Text block:

A sloppy, big-drop rain ceased just before 5 p.m. Monday, but dark clouds still hung over most of Scott County, including the Pleasant Valley Schools administrative office building.

A school board meeting was slated to start in roughly an hour, and the issue of approving a federal mandate requiring masks for all students riding school buses was on the agenda.

Not long after the rain left, teacher Chelsea St. Claire locked her car and headed toward the front doors of the PV Schools administrative building. She carried a notebook and wore a mask but said the issue was not the reason she showed up 45 minutes before the meeting's start.

"I'm a zero on masking; I have no opinion one way or another," said St. Claire, who teaches special education in the district. "Through this entire thing I've had students who wear masks and students who don't wear masks, and I've just focused on doing my best and helping my students."

St. Claire pointed to what she called "a lot of discord."

"I'm here to show support for continuing the good work we've done in the past. I'm here to support the idea we can work together," St. Claire said. "We were better before, and I hope we can get back the great relationships we had between parents and teachers and the administration."

Pleasant Valley's divide over masks intensified back in May when the board voted to keep students in masks for the remainder of the 2020-2021 school year. That decision was met with varying degrees of dissent and outrage from parents who wanted students to choose whether to mask.

A group called PV Breathe Freely formed as the masking issue rekindled before the start of the 2021-2022 school year. 

After the passage of a federal mandate requiring all students on school buses wear masks to mitigate the spread of COVID-19, the Pleasant Valley School Board took no action. It tabled the issue during September's meeting and after hearing from parents about the issue tabled it again at Monday's meeting.

Not long after St. Claire found a seat in the school's meeting room, Jason and Amber Beitzel made their way up to the doors of the district's administrative building.

"I'm here for one reason — masking," John Beitzel said. "I'm concerned that our children are not required to wear masks during the school day, first of all. And masks on buses is a federal and state issue and it is clear we should be following those rules."

The Beitzels expressed frustration with the PV school board.

"Our county health department, the CDC, all of the experts, say everyone should mask indoors," John Beitzel said. "We have two children — one in elementary school and one in junior high. We have real concerns about what they are exposed to and what we don't know."

John Breitzel looked up at the clouds and shook his head.

"There is no robust testing. There is no more contract tracing. There's no real guidance on what we will be told if students get sick," he said. "I can't believe the educators and school board members are ignoring the guidance of health professionals. It's really disturbing to me."

The packed school board meeting started at 6 p.m. and individuals took turns trading opinions during the public comment portion of the proceedings. Some offered emotional stories. Others talked about statistics and risks. After they finished, each of the speakers drew applause from their supporters.

Peter Olsen stepped up to the podium and was met with applause before he spoke.

Data entries:

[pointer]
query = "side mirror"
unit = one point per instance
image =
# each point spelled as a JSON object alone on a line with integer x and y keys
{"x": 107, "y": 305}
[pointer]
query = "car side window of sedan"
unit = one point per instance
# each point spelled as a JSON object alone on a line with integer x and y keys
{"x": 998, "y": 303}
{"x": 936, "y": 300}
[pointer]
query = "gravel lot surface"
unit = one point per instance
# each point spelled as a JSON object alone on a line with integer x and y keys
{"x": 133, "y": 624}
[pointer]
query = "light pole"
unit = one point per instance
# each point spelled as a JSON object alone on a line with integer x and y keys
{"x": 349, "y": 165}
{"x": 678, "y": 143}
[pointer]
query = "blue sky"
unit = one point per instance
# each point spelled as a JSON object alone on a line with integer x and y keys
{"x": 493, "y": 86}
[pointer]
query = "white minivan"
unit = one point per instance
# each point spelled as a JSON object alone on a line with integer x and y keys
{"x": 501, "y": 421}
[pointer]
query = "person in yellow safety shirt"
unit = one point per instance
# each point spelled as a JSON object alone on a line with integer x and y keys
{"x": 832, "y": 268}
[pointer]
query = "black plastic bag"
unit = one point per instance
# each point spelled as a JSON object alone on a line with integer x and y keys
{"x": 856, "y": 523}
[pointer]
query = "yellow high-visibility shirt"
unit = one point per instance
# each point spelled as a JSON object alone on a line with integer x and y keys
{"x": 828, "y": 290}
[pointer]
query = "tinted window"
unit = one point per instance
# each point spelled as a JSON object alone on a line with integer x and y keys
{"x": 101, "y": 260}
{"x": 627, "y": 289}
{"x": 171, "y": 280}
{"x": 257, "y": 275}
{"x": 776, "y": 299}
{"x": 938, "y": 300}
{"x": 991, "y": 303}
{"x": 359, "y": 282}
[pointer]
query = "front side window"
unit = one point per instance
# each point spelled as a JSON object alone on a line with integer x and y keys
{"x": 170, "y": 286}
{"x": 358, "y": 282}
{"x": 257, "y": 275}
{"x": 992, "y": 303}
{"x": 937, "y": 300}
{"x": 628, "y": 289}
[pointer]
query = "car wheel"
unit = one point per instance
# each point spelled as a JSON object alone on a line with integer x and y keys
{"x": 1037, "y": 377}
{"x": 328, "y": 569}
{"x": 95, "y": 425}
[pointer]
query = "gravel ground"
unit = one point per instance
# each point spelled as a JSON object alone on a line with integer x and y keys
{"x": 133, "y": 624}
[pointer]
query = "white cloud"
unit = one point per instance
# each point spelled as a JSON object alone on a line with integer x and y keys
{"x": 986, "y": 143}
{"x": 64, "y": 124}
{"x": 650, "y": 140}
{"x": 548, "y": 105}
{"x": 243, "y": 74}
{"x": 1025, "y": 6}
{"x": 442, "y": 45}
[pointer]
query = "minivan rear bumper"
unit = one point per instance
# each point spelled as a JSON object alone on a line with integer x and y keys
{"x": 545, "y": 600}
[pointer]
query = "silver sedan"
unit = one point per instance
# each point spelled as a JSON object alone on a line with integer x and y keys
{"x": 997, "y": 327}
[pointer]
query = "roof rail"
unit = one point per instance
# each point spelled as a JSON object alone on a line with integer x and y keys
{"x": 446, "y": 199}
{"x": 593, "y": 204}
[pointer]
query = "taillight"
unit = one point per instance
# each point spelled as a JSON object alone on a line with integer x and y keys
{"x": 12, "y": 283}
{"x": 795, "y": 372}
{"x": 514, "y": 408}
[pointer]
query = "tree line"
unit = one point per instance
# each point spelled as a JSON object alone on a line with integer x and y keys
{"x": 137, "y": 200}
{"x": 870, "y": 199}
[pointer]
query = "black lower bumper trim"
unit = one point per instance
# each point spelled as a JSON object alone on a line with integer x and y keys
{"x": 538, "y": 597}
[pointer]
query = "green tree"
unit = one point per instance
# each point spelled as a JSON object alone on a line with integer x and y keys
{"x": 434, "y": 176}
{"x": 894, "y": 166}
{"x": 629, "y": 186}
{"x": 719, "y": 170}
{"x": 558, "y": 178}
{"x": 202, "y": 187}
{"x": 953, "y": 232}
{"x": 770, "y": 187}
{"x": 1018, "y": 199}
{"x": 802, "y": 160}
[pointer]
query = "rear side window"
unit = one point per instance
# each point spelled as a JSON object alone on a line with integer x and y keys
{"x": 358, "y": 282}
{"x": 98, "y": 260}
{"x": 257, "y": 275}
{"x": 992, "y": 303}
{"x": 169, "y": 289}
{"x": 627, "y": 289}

Tasks for this exercise:
a: According to the Pleasant Valley school board article, what did the board do with the bus mask mandate at Monday's meeting?
b: Please summarize the Pleasant Valley school board article in two sentences.

Exercise solutions:
a: After hearing from parents, it tabled the issue again.

b: A Pleasant Valley School Board meeting took up whether to approve a federal mandate requiring masks for all students on school buses, an issue in a district divided over masks since the board kept students masked for the rest of the 2020-2021 school year. Before the meeting, a special education teacher said she came to support working together, and a couple with two children said the district should follow masking rules and health guidance; the board tabled the bus mandate again after hearing from parents.